_Stated problem a_.
Answer these questions from the passage on software reliability models and metrics, one per line:
(i) Into which two subcategories can software modeling techniques be divided?
(ii) To what class of estimation models does Thompson and Chelson's model belong?
(iii) When software size is measured from source code, what is typically not counted?

Software Reliability Models
Most software models contain the following parts: assumptions, factors, and a mathematical function that relates the reliability with the factors. The mathematical function is usually higher order exponential or logarithmic.
Software modeling techniques can be divided into two subcategories: prediction modeling and estimation modeling. Both kinds of modeling techniques are based on observing and accumulating failure data and analyzing with statistical inference. The major differences of the two models are shown in Table 1.
ISSUES |
|
PREDICTION MODEL |
|
ESTIMATION MODELS |
DATA REFERENCE |
|
Uses historical data |
|
Uses data from the current software development effort |
WHEN USED IN DEVELOPMENT CYCLE |
|
Usually made prior to development or test phases: can be used as early as concept phase |
|
Usually made later in life cycle( after some data have been collected); not typically used in concept or development phases |
TIME FRAME |
|
Predict reliability at some future time |
|
Estimate reliability at either present or some future time |
Table 1: Difference between software reliability prediction models and software reliability estimation models
Representative prediction models include Musa’s Execution Time Model. And Rome Laboratory models TR-92-51 and TR_92_15, etc. Using prediction models, software reliability can be predicted early in the development phase and enhancements can be initiated to improve the reliability.
Representative estimation models include exponential distribution models, Weibull distribution model, Thompson and Chelson’s model, etc. Exponential models and Weibull distribution model are usually named as classical fault count/fault rate estimation models, while Thompson and Chelson’s model belong to Bayesian fault rate estimation models.
The field has matured to the point that software models can be applied in practical situations and give meaningful results and, second, that there is no one model that is best in all situations, Because of the complexity of software, any model has to have extra assumptions. Only limited factors can be put into consideration. Most software reliability models ignore the software development process and focus on the results--- the observed faults and/or failures, By doing so, complexity is reduced and abstraction is achieved, however, the models tend to specialize to be applied to only a portion of the situations and a certain class of the problems. We have to carefully choose the right model that suits our specific case. Furthermore, the modeling results cannot be blindly believed and applied.
Software Reliability Metrics
Measurement is commonplace in other engineering field, but not in software engineering. Measuring software reliability remains a difficult problem because we don’t have a good understanding of the nature of software. There is no clear definition to what aspects are related to software reliability. We cannot find a suitable way to measure software reliability, and most of the aspects related to software reliability. Even the most obvious product metrics such as software size have not uniform definition.
It is tempting to measure something related to reliability to reflect the characteristics, if we cannot measure reliability directly. The current practices of software reliability measurement can be divided into four categories:
•
Product metrics
Software size is thought to be reflective of comity, development effort and reliability. Lines of Code (LOC), or LOC in thousands (KLOC), is an intuitive initial approach to measuring software size. But there is not a standard way of counting. Typically, source code is used (SLOC< KSLOC) and comments and other non-executable statements are not counted. This method cannot faithfully compare software not written in the same language. The advent of new technologies of code reuse and code generation technique also cast doubt on this simple method.

_Records to process_.
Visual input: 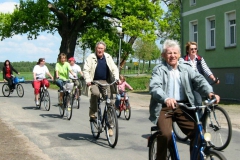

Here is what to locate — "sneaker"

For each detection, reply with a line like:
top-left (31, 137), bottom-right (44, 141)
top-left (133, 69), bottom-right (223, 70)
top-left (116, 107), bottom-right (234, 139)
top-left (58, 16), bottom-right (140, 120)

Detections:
top-left (108, 129), bottom-right (113, 137)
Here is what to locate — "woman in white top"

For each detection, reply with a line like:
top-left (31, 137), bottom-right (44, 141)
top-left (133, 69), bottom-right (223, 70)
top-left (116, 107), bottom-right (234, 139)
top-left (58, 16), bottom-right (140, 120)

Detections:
top-left (33, 58), bottom-right (53, 106)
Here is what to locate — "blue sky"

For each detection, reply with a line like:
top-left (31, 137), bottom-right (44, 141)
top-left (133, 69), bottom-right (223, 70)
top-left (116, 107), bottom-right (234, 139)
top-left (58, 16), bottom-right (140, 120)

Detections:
top-left (0, 0), bottom-right (61, 62)
top-left (0, 0), bottom-right (165, 63)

_Stated problem b_. Reproduce the records above line for line, leaving the pictures out.

_Answer a_.
(i) Prediction modeling and estimation modeling.
(ii) Bayesian fault rate estimation models.
(iii) Comments and other non-executable statements.

_Answer b_.
Visual input: 

Here is what to locate — "sneaker"

For each detection, reply with a line like:
top-left (31, 137), bottom-right (44, 141)
top-left (133, 69), bottom-right (223, 70)
top-left (116, 107), bottom-right (234, 139)
top-left (58, 16), bottom-right (140, 120)

Detections:
top-left (108, 129), bottom-right (113, 137)
Here is what to locate — "woman in white top"

For each detection, reply with a line like:
top-left (31, 137), bottom-right (44, 141)
top-left (133, 69), bottom-right (223, 70)
top-left (116, 107), bottom-right (234, 139)
top-left (58, 16), bottom-right (140, 120)

Detections:
top-left (33, 58), bottom-right (53, 106)
Here is what to locate — "blue sky"

For each detection, reply with a line like:
top-left (31, 137), bottom-right (44, 141)
top-left (133, 69), bottom-right (223, 70)
top-left (116, 107), bottom-right (234, 139)
top-left (58, 16), bottom-right (140, 120)

Detections:
top-left (0, 0), bottom-right (61, 62)
top-left (0, 0), bottom-right (165, 63)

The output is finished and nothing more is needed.